• About this task: Take the line containing "Target: man's hand" and all lines after it to the end of the records, and output them exactly.

• Material for this exercise:
* * * *

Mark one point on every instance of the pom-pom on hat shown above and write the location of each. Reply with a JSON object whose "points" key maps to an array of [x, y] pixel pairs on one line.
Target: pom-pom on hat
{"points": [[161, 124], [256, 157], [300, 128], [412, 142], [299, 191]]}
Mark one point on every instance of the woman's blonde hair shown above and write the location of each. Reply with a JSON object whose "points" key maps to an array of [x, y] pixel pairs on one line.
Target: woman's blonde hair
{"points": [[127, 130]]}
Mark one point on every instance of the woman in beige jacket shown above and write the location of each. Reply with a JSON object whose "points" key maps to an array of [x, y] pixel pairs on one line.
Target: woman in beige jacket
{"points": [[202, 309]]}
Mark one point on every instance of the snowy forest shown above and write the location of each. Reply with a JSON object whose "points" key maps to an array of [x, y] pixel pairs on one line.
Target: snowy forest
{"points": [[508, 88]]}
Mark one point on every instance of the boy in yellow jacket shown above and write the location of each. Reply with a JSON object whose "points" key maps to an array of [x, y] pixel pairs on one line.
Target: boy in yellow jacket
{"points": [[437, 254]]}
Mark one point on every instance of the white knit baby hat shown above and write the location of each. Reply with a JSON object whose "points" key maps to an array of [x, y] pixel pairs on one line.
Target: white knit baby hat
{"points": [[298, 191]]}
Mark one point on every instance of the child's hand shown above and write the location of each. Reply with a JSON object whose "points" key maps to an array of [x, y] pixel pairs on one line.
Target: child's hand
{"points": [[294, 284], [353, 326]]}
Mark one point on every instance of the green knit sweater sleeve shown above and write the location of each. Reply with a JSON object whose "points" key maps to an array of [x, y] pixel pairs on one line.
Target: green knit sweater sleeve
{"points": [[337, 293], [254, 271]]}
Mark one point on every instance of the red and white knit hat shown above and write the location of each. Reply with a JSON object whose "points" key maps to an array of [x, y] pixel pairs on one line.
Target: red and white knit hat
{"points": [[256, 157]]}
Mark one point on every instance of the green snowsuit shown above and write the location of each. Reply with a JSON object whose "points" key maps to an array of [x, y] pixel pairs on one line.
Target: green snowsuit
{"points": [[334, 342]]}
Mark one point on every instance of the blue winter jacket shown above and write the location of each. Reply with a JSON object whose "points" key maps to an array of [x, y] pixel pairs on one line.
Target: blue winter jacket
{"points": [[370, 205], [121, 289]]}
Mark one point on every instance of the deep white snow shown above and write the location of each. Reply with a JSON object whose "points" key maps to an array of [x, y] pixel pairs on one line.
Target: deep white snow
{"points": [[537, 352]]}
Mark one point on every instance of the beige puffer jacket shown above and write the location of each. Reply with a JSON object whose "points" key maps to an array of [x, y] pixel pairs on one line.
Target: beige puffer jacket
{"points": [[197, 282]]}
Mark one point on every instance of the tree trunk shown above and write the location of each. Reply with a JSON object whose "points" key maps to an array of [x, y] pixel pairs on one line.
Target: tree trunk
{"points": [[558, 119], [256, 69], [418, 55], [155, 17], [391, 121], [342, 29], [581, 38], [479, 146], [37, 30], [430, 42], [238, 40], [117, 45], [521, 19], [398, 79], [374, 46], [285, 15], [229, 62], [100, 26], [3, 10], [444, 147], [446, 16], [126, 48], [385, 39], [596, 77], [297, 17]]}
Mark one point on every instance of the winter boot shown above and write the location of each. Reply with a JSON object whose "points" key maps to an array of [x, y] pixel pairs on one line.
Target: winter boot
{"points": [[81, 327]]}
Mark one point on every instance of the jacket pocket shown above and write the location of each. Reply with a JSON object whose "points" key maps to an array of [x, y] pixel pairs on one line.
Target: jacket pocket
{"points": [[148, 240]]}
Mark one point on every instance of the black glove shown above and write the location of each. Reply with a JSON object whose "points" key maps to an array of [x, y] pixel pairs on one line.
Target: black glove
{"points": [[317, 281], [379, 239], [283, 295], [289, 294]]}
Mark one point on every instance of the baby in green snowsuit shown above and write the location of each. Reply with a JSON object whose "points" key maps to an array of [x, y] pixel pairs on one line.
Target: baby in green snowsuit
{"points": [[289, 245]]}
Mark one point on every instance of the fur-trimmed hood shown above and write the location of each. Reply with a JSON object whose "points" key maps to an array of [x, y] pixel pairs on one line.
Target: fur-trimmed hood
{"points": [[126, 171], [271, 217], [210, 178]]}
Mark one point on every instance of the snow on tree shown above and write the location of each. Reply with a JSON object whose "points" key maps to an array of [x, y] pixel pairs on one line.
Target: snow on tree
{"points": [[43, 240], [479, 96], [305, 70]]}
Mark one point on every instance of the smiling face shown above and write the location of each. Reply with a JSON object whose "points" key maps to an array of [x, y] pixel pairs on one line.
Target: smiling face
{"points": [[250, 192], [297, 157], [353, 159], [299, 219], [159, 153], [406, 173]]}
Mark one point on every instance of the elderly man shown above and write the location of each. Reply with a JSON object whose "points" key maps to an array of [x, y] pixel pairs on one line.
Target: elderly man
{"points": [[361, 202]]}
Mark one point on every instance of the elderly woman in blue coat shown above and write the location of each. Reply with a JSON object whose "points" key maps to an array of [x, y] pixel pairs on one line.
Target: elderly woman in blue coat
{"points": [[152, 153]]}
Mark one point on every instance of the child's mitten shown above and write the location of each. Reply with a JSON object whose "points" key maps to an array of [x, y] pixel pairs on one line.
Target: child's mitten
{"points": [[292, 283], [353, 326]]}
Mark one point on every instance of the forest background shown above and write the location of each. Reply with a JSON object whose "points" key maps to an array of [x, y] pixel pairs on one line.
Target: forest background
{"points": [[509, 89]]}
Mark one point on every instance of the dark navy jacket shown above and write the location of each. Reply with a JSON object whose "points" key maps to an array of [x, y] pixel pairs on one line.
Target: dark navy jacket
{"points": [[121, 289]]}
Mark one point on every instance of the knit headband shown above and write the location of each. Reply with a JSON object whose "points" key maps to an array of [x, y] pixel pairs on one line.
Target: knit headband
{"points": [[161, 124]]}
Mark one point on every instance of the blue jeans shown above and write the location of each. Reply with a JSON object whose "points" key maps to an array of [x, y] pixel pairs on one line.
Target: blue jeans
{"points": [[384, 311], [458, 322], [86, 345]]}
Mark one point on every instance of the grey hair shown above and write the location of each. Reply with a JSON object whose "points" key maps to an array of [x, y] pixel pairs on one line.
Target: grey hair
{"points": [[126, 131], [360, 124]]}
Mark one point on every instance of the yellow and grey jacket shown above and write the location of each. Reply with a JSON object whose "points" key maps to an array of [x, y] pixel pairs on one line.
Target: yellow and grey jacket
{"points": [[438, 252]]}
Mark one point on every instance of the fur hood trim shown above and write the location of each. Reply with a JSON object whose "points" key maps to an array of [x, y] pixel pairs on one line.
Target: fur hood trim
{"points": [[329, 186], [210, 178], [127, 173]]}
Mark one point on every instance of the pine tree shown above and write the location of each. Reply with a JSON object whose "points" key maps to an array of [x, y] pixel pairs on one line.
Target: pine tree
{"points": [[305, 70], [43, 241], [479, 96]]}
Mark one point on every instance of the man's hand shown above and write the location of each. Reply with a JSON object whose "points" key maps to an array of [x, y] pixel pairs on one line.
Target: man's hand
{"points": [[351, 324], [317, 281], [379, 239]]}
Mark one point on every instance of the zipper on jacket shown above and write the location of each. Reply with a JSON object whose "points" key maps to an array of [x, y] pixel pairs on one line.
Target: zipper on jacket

* * * *

• Answer for this exercise:
Target: man's hand
{"points": [[351, 324], [317, 281], [379, 239]]}
Mark one point on every instance of the zipper on jacket shown above and write the location of each. Reply with a JSON object whose "points" key maps to an array of [x, y] pixel pairs on one line.
Target: zipper on jacket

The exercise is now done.